*Document text*

╭──

Volkswagen has not made any public announcements as to what may have caused the engine problems. On certain web forums, some involved technicians have explained that manufacturing defects have caused inferior alloy of the cylinder liners. There is also another recent theory that a faulty oil cooler has sent metal shavings into the oil stream. I think the first explanation is more plausible, because a defective oil cooler would have been far easier to spot and replace.
Anyway, it is a an error made at one of Volkswagen’s production plants. And the effects are the same. Excessive wear on the cylinder walls, pistons and piston rings. The first sign of damage is that oil consumption increases. As the wear increases, a number of subsequent damages may occur, as well.
The same fault may affect more than one engine type.
It is not unlikely that the same manufacturing error may affect other engines within the same corporation. If you own an Audi A5 2.0 TFSI 180 hp produced between 2010 and 2011 (engine code CDNB, possibly CDNC), you will sooner or later get the same problem as Norwegian ambulance drivers. We are talking about the same symptoms, – serious damage to the cylinder walls, pistons and piston rings and an excessive oil consumption.
The first thing you’ll notice, is high oil consumption.
According to Audi’s specifications, an oil consumption of 1 liter per 2000 kilometer is considered normal. It is only when the consumption exceeds this level that you can claim a warranty. In the US, Audi has admitted manufacturing defects, and granted extended warranty for affected owners up to 8 years or 80,000 miles (128,000 kilometer). In the UK, Audi has admitted some engine problems in the wake of a BBC program. In Norway, affected owners are followed up through their regular service programs. Owners with A5s who got their cars before the country specific 5-year warranty was introduced in 2011, have probably got their problems fixed even if they have fallen outside the old 3-year warranty period. It is nevertheless worth noting that Norwegian dealers follow a though justice regarding their responsibility. Only owners who have followed the service program meticulously, are supported. If you are unable to document one single oil change, or have had your car chip-tuned, you have lost all chances of being followed up.

╰──

*Extracted data*
╭──

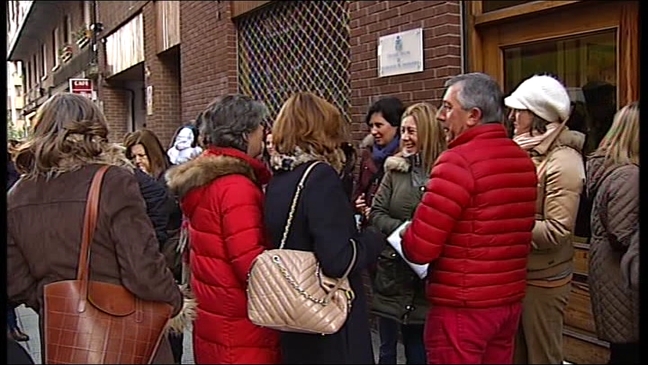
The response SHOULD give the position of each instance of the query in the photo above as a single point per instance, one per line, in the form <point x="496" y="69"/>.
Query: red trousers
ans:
<point x="471" y="336"/>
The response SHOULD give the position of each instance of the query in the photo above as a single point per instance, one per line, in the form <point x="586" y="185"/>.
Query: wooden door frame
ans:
<point x="542" y="20"/>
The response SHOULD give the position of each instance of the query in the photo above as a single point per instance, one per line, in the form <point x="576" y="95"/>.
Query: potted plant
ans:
<point x="81" y="37"/>
<point x="65" y="53"/>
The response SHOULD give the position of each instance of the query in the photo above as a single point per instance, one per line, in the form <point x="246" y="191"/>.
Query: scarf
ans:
<point x="380" y="154"/>
<point x="526" y="141"/>
<point x="290" y="161"/>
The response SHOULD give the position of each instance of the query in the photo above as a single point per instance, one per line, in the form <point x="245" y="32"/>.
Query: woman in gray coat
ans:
<point x="399" y="294"/>
<point x="613" y="185"/>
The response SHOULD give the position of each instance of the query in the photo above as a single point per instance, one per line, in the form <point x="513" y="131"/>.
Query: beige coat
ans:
<point x="559" y="190"/>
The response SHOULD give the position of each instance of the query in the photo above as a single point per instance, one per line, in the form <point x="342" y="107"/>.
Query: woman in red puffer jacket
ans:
<point x="221" y="197"/>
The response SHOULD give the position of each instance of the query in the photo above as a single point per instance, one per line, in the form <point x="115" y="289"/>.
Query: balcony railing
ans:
<point x="78" y="63"/>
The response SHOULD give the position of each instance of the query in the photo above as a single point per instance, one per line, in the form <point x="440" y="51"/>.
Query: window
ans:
<point x="36" y="69"/>
<point x="30" y="74"/>
<point x="87" y="18"/>
<point x="44" y="59"/>
<point x="66" y="30"/>
<point x="585" y="63"/>
<point x="488" y="6"/>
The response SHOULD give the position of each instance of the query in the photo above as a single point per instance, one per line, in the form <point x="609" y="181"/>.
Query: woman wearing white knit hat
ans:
<point x="540" y="107"/>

╰──

*Work task A*
Answer these questions from the Volkswagen engine text above:
(i) What is the first sign of damage?
(ii) Which engine codes are given for the affected Audi A5 2.0 TFSI 180 hp?
(iii) How far does the extended warranty that Audi granted in the US extend?
*Work task B*
Reproduce the part of the Volkswagen engine text between "Volkswagen has not" and "spot and replace.", inclusive, without any changes.

*Exercise answer A*
(i) Oil consumption increases.
(ii) CDNB, possibly CDNC.
(iii) Up to 8 years or 80,000 miles (128,000 kilometers).

*Exercise answer B*
Volkswagen has not made any public announcements as to what may have caused the engine problems. On certain web forums, some involved technicians have explained that manufacturing defects have caused inferior alloy of the cylinder liners. There is also another recent theory that a faulty oil cooler has sent metal shavings into the oil stream. I think the first explanation is more plausible, because a defective oil cooler would have been far easier to spot and replace.